§ What is asked
Please set out every line of the entries below as a numbered list, skipping blank lines and leaving out the pictures.

§ Dataset entries
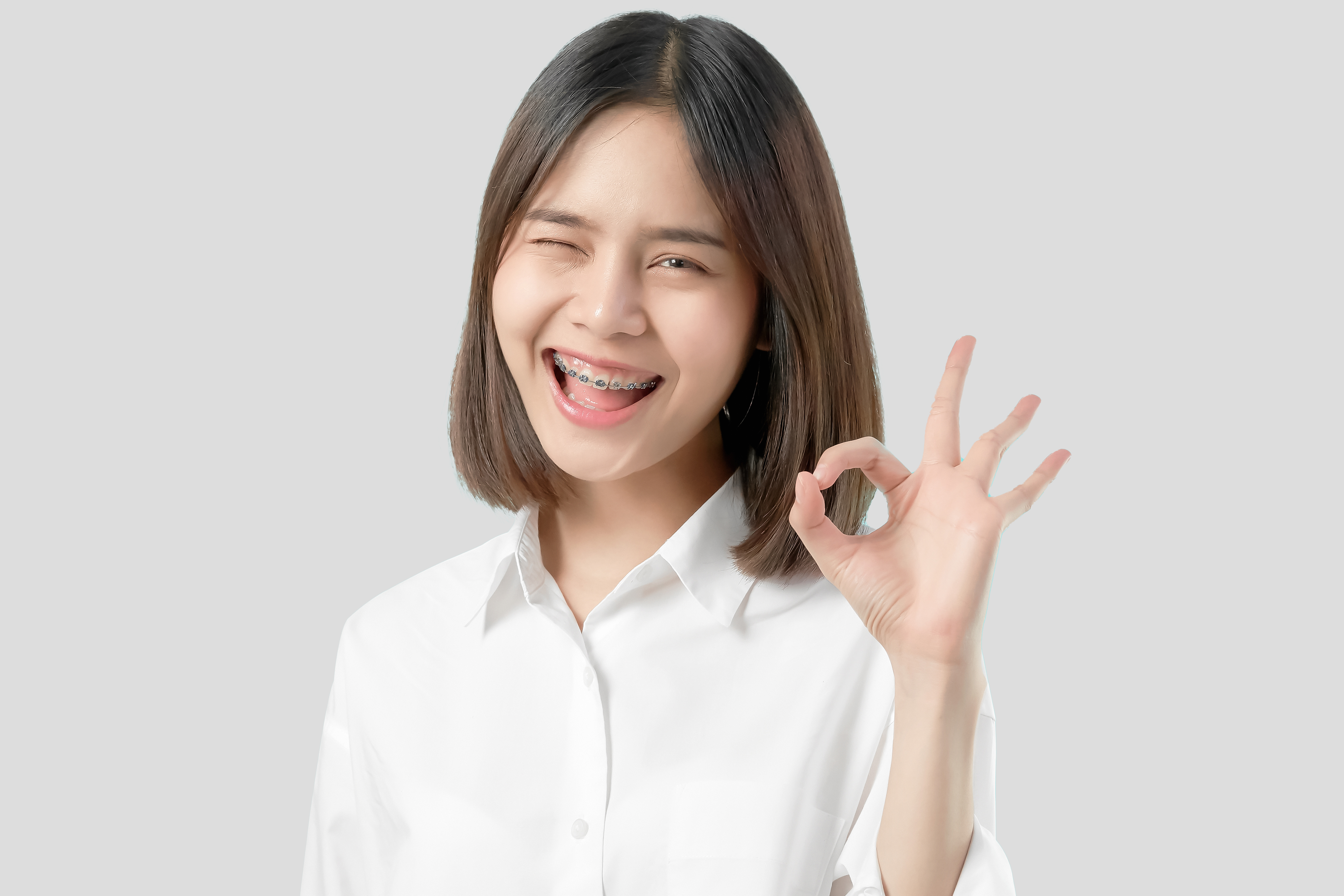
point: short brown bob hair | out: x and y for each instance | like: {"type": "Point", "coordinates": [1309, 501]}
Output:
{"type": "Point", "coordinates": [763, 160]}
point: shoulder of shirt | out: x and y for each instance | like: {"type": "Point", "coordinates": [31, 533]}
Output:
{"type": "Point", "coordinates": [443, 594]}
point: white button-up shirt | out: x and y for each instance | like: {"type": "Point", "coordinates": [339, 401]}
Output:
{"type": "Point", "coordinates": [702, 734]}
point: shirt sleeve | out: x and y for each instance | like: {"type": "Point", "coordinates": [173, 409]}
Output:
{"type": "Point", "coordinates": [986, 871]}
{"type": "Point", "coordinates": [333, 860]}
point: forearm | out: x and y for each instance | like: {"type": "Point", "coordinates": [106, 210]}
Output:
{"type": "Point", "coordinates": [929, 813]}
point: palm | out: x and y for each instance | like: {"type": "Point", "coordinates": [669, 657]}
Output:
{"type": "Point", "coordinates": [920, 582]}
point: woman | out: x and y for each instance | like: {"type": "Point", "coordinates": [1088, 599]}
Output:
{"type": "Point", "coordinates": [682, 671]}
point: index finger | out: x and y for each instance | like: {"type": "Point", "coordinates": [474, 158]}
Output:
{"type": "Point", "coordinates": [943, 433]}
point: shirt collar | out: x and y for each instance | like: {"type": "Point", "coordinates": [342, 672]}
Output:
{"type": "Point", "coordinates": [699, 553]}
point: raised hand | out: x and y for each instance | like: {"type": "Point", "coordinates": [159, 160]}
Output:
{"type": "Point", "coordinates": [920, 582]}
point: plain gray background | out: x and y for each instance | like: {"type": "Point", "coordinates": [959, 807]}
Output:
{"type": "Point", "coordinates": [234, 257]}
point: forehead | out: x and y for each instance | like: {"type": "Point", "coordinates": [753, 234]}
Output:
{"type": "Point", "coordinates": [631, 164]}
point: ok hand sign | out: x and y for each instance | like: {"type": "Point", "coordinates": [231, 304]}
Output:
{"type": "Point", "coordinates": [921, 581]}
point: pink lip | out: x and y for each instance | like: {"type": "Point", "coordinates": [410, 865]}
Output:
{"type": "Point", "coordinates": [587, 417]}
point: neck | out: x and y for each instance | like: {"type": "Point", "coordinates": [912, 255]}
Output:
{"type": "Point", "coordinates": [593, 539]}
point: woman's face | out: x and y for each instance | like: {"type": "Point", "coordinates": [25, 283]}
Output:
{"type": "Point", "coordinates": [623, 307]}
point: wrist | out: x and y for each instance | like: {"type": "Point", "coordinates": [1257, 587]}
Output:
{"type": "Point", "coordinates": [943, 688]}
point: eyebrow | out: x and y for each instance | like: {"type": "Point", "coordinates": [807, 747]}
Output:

§ The solution
1. point: short brown bob hair | out: x and y for each instance | like: {"type": "Point", "coordinates": [1309, 501]}
2. Output:
3. {"type": "Point", "coordinates": [763, 160]}
4. point: shoulder of shirt | out: x and y for each instance | like: {"type": "Point", "coordinates": [31, 533]}
5. Output:
6. {"type": "Point", "coordinates": [443, 594]}
7. point: white button-up shirt | out: x and y for each instance | like: {"type": "Point", "coordinates": [339, 401]}
8. Output:
9. {"type": "Point", "coordinates": [702, 734]}
10. point: shirt sleeve | out: x and y for each instance | like: {"type": "Point", "coordinates": [173, 409]}
11. Output:
12. {"type": "Point", "coordinates": [986, 871]}
13. {"type": "Point", "coordinates": [333, 860]}
14. point: forearm | out: x and y for each instance | like: {"type": "Point", "coordinates": [106, 210]}
15. Output:
16. {"type": "Point", "coordinates": [929, 813]}
17. point: palm | out: x and y for each instance | like: {"type": "Point", "coordinates": [669, 657]}
18. Output:
19. {"type": "Point", "coordinates": [920, 582]}
20. point: woman | out: x and y for each instance | like: {"type": "Point", "coordinates": [1088, 599]}
21. Output:
22. {"type": "Point", "coordinates": [682, 671]}
23. point: index finger | out: x and y for each instance | like: {"type": "Point", "coordinates": [474, 158]}
24. Output:
25. {"type": "Point", "coordinates": [943, 433]}
26. point: shirt collar | out: x and y for each instance | like: {"type": "Point", "coordinates": [342, 672]}
27. Output:
28. {"type": "Point", "coordinates": [699, 553]}
29. point: raised hand | out: x and y for each instance | like: {"type": "Point", "coordinates": [159, 160]}
30. Output:
31. {"type": "Point", "coordinates": [920, 582]}
32. point: plain gray background | out: x and y for each instance | like: {"type": "Point", "coordinates": [959, 807]}
33. Output:
34. {"type": "Point", "coordinates": [234, 257]}
35. point: forehead | out: x and y for each instance | like: {"type": "Point", "coordinates": [753, 234]}
36. Output:
37. {"type": "Point", "coordinates": [631, 164]}
38. point: ok hand sign | out: x and y for each instance | like: {"type": "Point", "coordinates": [231, 304]}
39. Output:
40. {"type": "Point", "coordinates": [921, 581]}
41. point: pink lip | out: x and y for each instance | like: {"type": "Point", "coordinates": [410, 865]}
42. Output:
43. {"type": "Point", "coordinates": [587, 417]}
44. point: neck | out: x and y for each instance | like: {"type": "Point", "coordinates": [912, 255]}
45. Output:
46. {"type": "Point", "coordinates": [593, 539]}
47. point: woman's face | out: x and y for each instance | like: {"type": "Point", "coordinates": [25, 283]}
48. Output:
49. {"type": "Point", "coordinates": [623, 307]}
50. point: wrist | out: x and y for each instance | like: {"type": "Point", "coordinates": [1257, 587]}
51. Output:
52. {"type": "Point", "coordinates": [943, 688]}
53. point: eyebrow | out: x and y for each instance | like: {"type": "Point", "coordinates": [807, 747]}
54. Output:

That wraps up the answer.